Document extract:
────────

File Handling
Reading, writing, and working with files.
Basic File Operations
Opening Files
# Basic pattern
file = open("filename.txt", "r")
content = file.read()
file.close()
# Better - context manager (auto-closes)
with open("filename.txt", "r") as file:
content = file.read()
# File automatically closed here
File Modes
| Mode | Description |
|---|---|
r | Read (default) |
w | Write (truncates) |
a | Append |
x | Exclusive create (fails if exists) |
r+ | Read and write |
w+ | Write and read (truncates) |
a+ | Append and read |
b | Binary mode (add to others: rb, wb) |
t | Text mode (default) |
Reading Files
# Read entire file
with open("file.txt") as f:
content = f.read()
# Read lines into list
with open("file.txt") as f:
lines = f.readlines() # Includes \n
lines = f.read().splitlines() # Without \n
# Read line by line (memory efficient)
with open("file.txt") as f:
for line in f:
print(line.strip())

────────

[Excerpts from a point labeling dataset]
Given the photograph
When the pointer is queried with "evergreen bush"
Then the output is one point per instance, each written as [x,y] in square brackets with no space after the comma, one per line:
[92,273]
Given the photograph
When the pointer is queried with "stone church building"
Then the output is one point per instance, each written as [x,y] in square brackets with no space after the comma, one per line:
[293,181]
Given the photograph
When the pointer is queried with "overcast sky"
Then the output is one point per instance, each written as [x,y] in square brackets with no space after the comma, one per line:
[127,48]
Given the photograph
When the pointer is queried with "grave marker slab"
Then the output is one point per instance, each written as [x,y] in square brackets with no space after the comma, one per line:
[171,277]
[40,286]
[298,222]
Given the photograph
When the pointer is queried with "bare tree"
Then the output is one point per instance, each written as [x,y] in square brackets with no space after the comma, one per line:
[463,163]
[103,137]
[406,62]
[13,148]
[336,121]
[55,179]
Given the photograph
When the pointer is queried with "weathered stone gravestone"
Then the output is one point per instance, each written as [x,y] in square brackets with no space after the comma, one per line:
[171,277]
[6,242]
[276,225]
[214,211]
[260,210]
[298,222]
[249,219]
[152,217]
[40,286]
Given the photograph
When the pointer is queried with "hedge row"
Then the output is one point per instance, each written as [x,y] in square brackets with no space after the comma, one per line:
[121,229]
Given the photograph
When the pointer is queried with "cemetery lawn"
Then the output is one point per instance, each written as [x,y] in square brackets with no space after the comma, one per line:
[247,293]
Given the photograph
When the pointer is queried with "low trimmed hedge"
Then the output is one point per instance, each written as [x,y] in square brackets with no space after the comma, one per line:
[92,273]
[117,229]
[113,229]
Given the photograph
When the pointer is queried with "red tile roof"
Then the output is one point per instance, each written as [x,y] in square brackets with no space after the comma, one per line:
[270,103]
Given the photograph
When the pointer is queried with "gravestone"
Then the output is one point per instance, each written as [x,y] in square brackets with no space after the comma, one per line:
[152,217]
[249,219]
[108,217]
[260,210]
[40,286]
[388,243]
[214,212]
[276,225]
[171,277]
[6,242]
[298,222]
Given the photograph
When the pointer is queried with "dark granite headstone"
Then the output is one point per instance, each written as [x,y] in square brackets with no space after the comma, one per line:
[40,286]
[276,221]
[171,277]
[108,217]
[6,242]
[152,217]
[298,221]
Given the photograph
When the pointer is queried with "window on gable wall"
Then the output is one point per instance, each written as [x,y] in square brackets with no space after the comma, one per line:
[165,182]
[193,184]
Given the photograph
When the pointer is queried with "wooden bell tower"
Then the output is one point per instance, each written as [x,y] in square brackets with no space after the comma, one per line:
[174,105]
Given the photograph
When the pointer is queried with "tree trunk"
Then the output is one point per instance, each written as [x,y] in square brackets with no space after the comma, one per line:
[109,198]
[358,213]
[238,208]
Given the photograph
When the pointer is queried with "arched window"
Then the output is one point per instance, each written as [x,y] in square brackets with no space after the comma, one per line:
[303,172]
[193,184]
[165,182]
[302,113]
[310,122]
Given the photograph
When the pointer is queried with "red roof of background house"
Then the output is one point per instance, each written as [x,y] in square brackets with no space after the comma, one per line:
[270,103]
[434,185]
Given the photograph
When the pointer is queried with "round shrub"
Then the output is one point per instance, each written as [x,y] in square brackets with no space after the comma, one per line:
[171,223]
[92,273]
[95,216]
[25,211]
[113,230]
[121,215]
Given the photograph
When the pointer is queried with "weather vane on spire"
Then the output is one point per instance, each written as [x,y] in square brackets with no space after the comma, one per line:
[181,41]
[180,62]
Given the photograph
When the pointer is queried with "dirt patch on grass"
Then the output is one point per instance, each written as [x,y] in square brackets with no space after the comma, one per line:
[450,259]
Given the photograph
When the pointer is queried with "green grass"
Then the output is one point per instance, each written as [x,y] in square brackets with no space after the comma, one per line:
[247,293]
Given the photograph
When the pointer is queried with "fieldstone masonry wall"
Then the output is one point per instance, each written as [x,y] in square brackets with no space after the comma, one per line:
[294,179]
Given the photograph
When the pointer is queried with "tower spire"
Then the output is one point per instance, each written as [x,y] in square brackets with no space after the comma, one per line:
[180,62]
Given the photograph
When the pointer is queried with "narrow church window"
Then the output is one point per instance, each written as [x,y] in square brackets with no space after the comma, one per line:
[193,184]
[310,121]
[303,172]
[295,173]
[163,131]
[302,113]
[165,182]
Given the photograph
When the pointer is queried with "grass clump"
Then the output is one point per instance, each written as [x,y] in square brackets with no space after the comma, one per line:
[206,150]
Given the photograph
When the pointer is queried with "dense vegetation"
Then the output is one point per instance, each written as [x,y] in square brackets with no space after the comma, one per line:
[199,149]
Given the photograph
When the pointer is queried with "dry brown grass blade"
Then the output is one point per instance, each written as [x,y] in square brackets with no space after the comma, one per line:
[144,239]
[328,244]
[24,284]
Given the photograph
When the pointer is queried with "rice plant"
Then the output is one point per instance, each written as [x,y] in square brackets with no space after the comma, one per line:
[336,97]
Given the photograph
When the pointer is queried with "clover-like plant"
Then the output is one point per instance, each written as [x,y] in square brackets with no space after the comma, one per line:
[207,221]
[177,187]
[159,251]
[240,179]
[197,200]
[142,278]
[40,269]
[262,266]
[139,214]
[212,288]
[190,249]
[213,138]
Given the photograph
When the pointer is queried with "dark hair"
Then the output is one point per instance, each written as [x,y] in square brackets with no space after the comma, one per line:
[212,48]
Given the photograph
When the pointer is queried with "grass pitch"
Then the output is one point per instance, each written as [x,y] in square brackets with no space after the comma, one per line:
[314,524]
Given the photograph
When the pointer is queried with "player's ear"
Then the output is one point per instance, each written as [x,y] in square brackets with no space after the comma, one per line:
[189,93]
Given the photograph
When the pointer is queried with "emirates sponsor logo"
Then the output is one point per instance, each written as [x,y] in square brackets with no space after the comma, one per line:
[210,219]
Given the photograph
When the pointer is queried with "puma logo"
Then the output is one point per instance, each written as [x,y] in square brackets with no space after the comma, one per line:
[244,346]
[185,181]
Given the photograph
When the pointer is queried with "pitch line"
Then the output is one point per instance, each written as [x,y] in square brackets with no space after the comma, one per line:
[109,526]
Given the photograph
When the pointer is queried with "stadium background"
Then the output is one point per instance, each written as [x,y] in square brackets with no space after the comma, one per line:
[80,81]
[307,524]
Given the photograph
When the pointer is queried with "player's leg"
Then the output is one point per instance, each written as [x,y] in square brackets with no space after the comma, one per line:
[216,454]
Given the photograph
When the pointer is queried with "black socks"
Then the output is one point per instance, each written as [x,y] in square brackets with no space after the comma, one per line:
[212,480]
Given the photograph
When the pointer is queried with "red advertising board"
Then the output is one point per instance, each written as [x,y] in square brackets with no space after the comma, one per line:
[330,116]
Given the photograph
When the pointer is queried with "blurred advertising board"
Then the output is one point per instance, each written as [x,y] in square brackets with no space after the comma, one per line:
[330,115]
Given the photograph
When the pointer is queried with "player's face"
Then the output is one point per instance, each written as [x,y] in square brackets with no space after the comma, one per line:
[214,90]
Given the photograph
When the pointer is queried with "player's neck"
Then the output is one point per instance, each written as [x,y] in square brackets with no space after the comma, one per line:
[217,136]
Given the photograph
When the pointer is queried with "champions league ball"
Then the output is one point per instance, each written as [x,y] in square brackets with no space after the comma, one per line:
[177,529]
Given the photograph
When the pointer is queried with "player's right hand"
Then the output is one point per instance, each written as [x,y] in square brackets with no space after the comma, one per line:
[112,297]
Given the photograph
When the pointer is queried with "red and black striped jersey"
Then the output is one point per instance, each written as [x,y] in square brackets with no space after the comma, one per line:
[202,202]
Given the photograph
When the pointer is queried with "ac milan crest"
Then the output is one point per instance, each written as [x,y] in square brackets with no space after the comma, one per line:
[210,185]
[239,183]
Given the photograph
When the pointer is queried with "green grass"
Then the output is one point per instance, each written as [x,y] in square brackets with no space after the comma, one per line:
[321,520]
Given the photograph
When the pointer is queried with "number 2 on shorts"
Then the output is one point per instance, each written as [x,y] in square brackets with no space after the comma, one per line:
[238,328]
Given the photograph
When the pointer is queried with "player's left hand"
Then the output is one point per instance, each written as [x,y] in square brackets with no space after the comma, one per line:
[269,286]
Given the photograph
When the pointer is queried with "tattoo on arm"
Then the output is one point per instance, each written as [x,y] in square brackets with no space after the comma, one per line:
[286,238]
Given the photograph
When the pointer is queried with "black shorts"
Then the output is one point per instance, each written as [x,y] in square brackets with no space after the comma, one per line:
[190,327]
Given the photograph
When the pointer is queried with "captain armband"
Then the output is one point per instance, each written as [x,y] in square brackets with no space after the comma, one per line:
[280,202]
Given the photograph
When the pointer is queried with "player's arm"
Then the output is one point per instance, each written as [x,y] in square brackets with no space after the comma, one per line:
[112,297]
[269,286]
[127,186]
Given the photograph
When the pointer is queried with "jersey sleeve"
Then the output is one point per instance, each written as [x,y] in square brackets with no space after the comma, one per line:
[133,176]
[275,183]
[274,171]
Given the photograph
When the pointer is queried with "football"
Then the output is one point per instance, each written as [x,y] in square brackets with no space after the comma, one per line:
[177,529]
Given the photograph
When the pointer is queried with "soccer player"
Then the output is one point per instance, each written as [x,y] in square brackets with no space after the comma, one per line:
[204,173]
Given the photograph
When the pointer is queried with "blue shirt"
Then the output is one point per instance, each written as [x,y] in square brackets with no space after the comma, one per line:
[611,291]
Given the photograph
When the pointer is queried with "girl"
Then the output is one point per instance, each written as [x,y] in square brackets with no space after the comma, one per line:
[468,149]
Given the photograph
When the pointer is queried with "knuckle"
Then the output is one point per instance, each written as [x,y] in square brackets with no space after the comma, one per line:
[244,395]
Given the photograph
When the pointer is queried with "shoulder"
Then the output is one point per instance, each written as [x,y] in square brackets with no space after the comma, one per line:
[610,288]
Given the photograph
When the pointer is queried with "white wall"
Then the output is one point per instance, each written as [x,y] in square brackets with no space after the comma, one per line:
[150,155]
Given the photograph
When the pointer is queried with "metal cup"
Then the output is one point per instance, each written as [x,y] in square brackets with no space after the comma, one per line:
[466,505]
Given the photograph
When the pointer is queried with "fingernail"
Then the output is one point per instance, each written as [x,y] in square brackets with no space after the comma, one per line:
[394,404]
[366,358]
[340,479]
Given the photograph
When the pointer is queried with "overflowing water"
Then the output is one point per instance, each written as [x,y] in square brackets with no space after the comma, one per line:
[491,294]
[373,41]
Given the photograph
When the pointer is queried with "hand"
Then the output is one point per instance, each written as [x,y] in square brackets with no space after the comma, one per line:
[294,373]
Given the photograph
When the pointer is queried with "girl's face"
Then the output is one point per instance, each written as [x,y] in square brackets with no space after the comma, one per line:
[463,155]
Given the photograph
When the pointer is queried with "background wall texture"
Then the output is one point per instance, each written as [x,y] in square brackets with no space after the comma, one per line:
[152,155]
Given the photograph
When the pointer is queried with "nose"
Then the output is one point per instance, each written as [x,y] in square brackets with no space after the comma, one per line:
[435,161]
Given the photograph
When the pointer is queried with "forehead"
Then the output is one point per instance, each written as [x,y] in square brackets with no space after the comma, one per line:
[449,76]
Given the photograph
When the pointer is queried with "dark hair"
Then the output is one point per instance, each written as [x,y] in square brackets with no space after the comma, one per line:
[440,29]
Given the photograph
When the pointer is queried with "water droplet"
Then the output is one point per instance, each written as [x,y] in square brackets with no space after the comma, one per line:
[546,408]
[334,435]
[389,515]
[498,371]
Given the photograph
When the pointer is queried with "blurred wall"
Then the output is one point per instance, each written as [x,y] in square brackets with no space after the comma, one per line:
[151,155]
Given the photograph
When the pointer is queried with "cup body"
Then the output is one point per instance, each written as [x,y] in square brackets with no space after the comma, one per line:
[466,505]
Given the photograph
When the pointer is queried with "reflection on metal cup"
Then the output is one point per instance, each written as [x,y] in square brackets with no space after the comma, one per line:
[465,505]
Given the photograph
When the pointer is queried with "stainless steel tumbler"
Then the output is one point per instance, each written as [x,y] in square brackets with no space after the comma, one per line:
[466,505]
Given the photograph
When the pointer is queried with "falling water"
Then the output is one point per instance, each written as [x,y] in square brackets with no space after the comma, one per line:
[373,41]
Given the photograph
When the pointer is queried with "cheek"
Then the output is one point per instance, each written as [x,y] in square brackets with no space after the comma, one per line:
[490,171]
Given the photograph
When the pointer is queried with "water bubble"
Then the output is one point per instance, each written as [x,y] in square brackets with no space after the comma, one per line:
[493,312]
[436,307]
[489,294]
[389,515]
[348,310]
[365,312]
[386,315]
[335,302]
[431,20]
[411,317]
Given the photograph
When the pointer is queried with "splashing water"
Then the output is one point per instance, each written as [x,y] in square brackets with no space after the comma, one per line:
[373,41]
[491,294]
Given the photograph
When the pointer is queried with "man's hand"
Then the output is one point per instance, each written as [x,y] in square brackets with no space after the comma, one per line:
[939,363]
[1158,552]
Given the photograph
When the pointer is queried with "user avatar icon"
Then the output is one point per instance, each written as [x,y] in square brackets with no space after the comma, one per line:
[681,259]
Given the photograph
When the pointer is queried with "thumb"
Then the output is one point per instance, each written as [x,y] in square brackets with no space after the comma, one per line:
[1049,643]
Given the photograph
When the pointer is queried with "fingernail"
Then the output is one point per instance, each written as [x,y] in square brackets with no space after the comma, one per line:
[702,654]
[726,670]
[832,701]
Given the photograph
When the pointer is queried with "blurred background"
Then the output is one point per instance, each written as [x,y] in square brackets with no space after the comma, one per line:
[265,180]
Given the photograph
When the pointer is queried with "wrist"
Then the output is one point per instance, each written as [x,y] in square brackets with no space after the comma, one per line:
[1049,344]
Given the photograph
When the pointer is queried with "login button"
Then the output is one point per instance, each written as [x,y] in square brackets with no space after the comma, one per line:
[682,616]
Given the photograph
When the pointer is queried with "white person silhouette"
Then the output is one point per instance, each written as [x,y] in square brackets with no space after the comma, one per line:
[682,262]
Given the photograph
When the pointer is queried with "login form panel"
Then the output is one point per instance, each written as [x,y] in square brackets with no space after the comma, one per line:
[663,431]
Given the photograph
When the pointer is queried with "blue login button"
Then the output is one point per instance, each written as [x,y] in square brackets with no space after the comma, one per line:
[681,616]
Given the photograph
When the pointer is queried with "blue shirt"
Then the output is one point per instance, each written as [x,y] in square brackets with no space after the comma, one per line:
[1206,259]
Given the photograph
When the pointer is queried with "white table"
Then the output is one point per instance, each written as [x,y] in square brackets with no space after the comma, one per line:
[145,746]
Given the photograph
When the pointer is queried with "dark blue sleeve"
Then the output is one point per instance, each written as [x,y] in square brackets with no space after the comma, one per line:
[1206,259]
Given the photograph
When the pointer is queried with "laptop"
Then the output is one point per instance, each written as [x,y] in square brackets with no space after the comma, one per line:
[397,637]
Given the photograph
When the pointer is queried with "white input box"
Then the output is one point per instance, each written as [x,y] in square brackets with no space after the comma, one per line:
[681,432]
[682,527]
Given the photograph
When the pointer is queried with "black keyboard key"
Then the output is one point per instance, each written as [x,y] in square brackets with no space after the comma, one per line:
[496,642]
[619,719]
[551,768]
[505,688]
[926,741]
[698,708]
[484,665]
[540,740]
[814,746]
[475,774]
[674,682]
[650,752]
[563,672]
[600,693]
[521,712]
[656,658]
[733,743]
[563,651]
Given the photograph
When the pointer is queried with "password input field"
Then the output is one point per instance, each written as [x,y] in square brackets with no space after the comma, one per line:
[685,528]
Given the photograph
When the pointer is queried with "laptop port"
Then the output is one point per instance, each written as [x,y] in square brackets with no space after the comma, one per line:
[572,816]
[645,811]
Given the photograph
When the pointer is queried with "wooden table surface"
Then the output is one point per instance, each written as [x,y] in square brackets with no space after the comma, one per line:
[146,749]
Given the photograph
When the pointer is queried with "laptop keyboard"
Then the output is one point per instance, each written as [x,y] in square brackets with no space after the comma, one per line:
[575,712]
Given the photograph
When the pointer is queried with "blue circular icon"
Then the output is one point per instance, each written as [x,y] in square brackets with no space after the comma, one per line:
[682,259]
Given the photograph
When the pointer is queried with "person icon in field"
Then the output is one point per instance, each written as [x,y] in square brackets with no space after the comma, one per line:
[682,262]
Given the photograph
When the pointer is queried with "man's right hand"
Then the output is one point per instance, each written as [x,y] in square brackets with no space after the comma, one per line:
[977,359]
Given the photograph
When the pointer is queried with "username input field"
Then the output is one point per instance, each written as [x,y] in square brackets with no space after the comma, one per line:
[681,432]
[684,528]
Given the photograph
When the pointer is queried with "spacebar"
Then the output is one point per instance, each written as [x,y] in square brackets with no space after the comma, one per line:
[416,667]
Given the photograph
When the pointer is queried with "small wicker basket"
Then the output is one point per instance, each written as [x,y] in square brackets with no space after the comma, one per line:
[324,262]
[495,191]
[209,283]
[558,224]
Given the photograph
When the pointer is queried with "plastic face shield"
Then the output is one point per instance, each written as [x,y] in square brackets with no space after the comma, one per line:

────────

Given instruction: Copy out the file handling guide from "Basic File Operations" to "context manager (auto-closes)". The material has no connection to the file handling guide.

Output below:
Basic File Operations
Opening Files
# Basic pattern
file = open("filename.txt", "r")
content = file.read()
file.close()
# Better - context manager (auto-closes)